= Your assignment =
Every record below should appear in your answer, copied exactly.

***** Recorded information *****

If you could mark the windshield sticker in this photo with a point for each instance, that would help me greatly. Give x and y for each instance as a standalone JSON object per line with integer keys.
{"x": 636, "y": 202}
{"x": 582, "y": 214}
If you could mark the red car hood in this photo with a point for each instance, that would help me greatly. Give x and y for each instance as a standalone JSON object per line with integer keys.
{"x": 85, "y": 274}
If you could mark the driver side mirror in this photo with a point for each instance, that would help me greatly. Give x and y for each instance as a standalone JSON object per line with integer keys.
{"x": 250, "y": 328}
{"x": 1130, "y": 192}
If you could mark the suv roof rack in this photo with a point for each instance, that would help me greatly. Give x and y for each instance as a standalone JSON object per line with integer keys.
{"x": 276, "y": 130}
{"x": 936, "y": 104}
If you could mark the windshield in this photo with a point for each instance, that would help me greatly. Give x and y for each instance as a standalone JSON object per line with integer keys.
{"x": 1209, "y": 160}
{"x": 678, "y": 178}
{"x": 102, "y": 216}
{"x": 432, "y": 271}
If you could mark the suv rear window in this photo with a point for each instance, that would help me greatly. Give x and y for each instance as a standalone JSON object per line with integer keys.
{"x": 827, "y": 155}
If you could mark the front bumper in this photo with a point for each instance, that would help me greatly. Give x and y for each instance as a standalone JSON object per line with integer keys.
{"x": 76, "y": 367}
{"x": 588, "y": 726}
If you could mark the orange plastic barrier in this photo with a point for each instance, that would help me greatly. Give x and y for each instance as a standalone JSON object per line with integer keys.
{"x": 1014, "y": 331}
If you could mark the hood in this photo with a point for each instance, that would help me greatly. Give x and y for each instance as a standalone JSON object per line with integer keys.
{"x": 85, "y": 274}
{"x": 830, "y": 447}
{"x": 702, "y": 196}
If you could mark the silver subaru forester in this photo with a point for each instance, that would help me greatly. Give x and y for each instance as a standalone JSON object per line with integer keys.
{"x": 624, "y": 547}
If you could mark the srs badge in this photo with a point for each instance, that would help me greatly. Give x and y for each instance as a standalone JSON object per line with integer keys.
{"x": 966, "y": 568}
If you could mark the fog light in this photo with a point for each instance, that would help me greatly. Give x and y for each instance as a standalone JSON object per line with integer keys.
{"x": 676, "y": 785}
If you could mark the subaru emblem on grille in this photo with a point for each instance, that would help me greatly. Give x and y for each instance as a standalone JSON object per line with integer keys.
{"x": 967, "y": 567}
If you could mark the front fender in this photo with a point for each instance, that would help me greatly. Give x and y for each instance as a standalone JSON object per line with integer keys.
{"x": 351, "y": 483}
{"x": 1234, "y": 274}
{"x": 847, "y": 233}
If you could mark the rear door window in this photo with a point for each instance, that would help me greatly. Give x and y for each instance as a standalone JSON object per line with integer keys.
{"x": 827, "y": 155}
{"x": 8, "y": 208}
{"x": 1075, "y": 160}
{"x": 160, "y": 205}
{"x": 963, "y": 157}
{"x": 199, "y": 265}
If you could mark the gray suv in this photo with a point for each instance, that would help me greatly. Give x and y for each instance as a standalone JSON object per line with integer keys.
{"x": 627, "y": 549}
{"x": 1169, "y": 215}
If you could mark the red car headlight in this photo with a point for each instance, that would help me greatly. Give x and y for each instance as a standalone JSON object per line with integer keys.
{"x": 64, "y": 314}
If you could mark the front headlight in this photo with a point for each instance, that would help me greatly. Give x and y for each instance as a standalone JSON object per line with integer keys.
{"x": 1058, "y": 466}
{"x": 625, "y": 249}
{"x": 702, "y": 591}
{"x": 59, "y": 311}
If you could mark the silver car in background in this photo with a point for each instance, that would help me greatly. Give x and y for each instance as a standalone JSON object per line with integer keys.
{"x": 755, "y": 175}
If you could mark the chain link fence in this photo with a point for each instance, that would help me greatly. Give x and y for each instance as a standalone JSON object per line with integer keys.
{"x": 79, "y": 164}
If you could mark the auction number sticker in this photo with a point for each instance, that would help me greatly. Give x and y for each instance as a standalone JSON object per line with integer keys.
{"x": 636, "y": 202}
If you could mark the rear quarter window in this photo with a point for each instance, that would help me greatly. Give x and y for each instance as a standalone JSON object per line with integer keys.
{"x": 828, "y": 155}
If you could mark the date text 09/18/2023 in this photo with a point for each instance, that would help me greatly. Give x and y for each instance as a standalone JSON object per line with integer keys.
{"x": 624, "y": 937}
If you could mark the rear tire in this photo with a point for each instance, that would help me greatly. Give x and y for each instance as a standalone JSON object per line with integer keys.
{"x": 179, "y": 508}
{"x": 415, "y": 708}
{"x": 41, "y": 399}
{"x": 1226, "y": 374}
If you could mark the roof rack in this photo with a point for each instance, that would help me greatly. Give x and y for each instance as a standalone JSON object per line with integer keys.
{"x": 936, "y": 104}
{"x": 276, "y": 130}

*****

= Task output =
If you could mark the windshield sticker in this photo with a point for each instance, that would help me greatly. Give x and y for each instance as a standalone JSON object per line with integer keys.
{"x": 636, "y": 202}
{"x": 582, "y": 214}
If you could mark the red car hood in this photo with a point for each instance, that would help me greatly. Give x and y for each instance as a standalone JSON object per line with integer keys.
{"x": 85, "y": 274}
If you could mark the driver side mirror in this photo with a point for each instance, that would help me greatly. Give x and y for each instance as a standalone JSON object per line with integer keys.
{"x": 250, "y": 328}
{"x": 1130, "y": 192}
If you could mark the suv roof rack in this photo with a point for each instance, that would help me greatly. Give x and y for each instance as a standalone JSON object per line with integer keys.
{"x": 276, "y": 130}
{"x": 936, "y": 104}
If you could mark the windshield in this photo with a point for each instance, that would help me greatly. Give x and y for each instance as a standalone JSON object per line with integer keys.
{"x": 1209, "y": 160}
{"x": 678, "y": 178}
{"x": 102, "y": 216}
{"x": 432, "y": 271}
If you could mark the suv rear window in this photo with a point for each instance, that would help me greatly. Give x and y for each instance as a standalone JSON object per line with integer keys.
{"x": 827, "y": 155}
If you could mark the front bumper in this photo with a point for each instance, that would help me greatly. Give x and y for each instance as a standalone JSON object per line with integer keys.
{"x": 76, "y": 367}
{"x": 588, "y": 726}
If you could mark the orange plastic barrier in this photo with a point for each instance, that would help me greatly. Give x and y for each instance as a standalone JSON object per line with integer keys.
{"x": 1014, "y": 331}
If you could mark the hood in this photo with a point for each instance, that would help me greatly. Give x and y for each instance as a standalone JSON object per line with integer keys.
{"x": 85, "y": 274}
{"x": 830, "y": 447}
{"x": 702, "y": 196}
If you could mark the silver subaru forester in this photo with a point for each instance, that would help me greatly. Give x and y for each instance as a standalone JSON object per line with integer keys.
{"x": 624, "y": 547}
If you could mark the srs badge in this photo with a point for each instance, that would help me greatly. Give x and y for each instance as a standalone JSON object per line with integer keys.
{"x": 966, "y": 568}
If you could mark the fog light in this photo with a point for each instance, that would help me greatly. Give x and y for each instance as a standalone JSON object per line with integer keys.
{"x": 676, "y": 785}
If you could mark the subaru emblem on grille in this photo with a point for each instance, that would help me greatly. Give x and y for each instance as a standalone JSON object per line with integer keys.
{"x": 967, "y": 567}
If you could mark the front fender in this photo with a point for each instance, that would help me greatly. Give x and y for each instance as a standalone JSON object per line with integer keys.
{"x": 351, "y": 483}
{"x": 1234, "y": 274}
{"x": 847, "y": 233}
If you could mark the rear door window in this photo with a point for each instance, that would help me greatly. Give x and y for each instance as a standalone JSON object per line with integer keys.
{"x": 827, "y": 155}
{"x": 8, "y": 208}
{"x": 1075, "y": 160}
{"x": 160, "y": 205}
{"x": 963, "y": 157}
{"x": 199, "y": 265}
If you could mark the gray suv in this photo with a point for each instance, that would help me greatly. Give x and y for each instance as a standalone JSON object per line with integer keys.
{"x": 627, "y": 549}
{"x": 1169, "y": 215}
If you could mark the red car headlight in this photo with a point for each instance, that would help me greatly. Give x and y for each instance as a standalone JSON object per line with integer keys.
{"x": 64, "y": 314}
If you could mark the front headlight in this photo with a point for each instance, that would help me greatly. Give x and y for each instance as a standalone JSON object per line with integer keys.
{"x": 1058, "y": 466}
{"x": 625, "y": 249}
{"x": 702, "y": 591}
{"x": 59, "y": 311}
If you could mark the silver car in background in this photo with a point for each instance, that would help me greatly. Give x and y for each instance as a standalone JSON object per line with integer keys.
{"x": 755, "y": 175}
If you could mark the chain link fence in this photo with a point for each instance, that would help me greatly. Give x and y for each instance as a standalone JSON object per line with integer keys.
{"x": 79, "y": 164}
If you could mark the auction number sticker in this photo with a point for each instance, that would help me greatly. Give x and y for each instance as a standalone JSON object per line with integer keys.
{"x": 636, "y": 202}
If you could mark the rear quarter window in this photo with a point for each instance, that would help me greatly. Give x and y for each instance as a standalone JSON object per line with integer keys.
{"x": 828, "y": 155}
If you could mark the date text 09/18/2023 in this photo with a point for each instance, that would help me greatly. Give x and y for each instance as a standalone JSON object per line with integer keys.
{"x": 624, "y": 937}
If you could mark the rear tire in this photo with a point for each instance, that would help me greatly. Give x and y for each instance as a standalone JSON object per line with integer keys.
{"x": 179, "y": 508}
{"x": 415, "y": 708}
{"x": 41, "y": 399}
{"x": 1226, "y": 374}
If you could mark the roof rack in this photo with a point for each instance, that would help me greatly. Give x and y for each instance as a standalone JSON object per line with integer keys.
{"x": 936, "y": 104}
{"x": 276, "y": 130}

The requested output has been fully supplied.